RECORDS FOR PROCESSING —

........

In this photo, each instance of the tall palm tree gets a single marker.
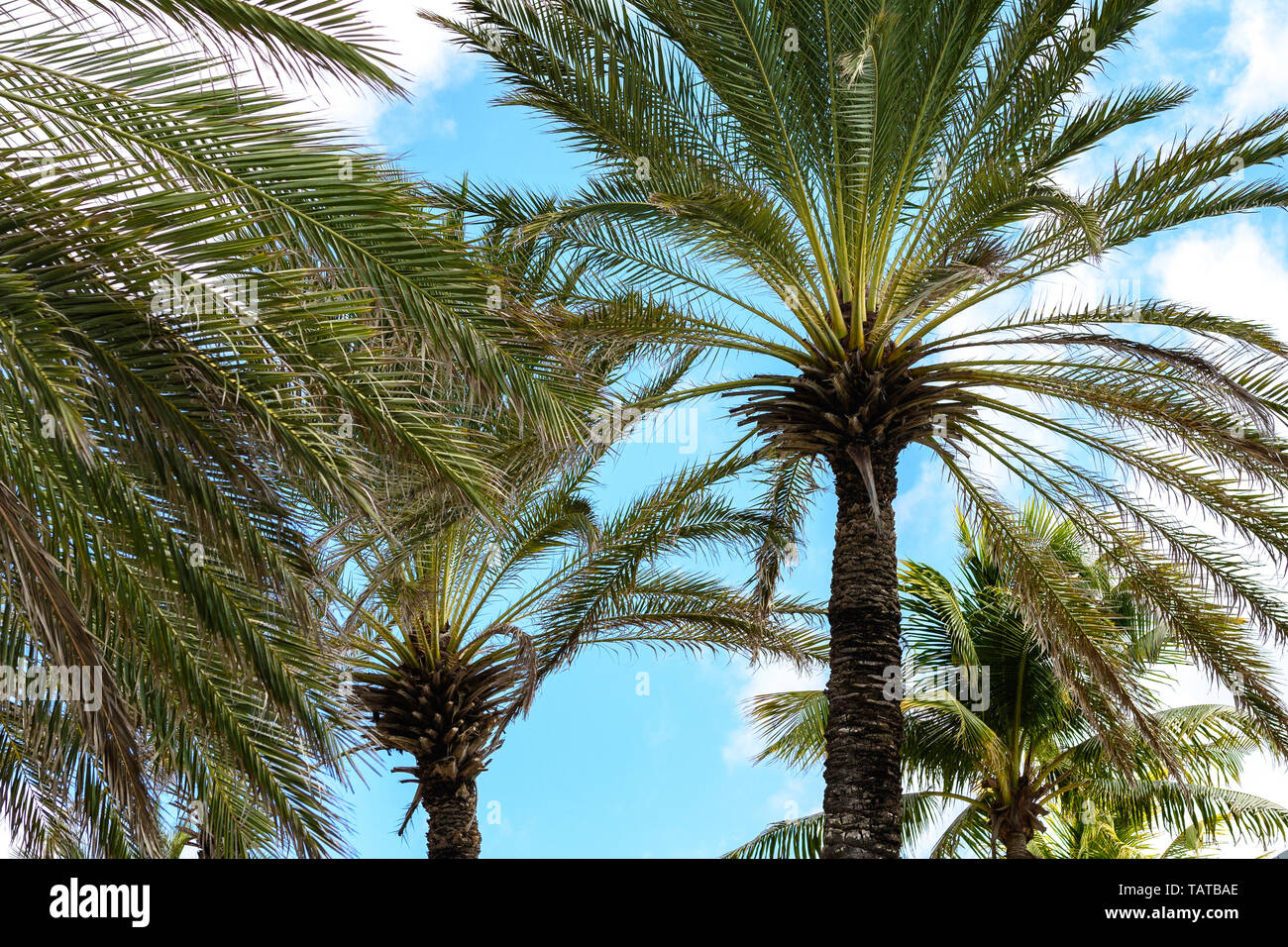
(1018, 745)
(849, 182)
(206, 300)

........

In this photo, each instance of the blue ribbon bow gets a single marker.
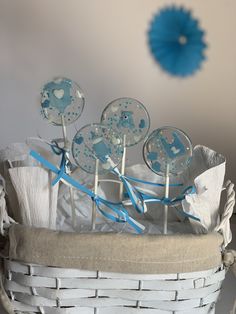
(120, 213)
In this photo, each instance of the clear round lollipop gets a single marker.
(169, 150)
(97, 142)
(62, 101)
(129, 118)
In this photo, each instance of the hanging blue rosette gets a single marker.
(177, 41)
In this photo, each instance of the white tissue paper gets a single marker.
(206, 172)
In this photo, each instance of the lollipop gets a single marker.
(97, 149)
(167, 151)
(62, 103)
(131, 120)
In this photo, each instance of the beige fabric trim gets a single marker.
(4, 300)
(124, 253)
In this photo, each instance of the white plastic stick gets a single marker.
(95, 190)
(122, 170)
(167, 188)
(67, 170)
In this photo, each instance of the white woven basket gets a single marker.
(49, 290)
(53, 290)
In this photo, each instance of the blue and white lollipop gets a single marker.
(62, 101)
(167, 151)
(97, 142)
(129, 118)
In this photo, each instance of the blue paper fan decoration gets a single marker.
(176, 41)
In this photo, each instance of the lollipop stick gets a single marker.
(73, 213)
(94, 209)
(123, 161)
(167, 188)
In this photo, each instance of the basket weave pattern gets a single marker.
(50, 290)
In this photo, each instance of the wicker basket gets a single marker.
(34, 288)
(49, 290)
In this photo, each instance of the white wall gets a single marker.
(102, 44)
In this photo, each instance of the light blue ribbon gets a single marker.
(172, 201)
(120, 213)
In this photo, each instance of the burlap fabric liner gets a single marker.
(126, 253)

........

Gather every line above that contains the word "ribbon", and copy each one in full.

EXPECTED ANSWER —
In this photo, each instance of the blue ribbon bow gets a single marker.
In this photo, each instance of the light blue ribbon gets a single marker.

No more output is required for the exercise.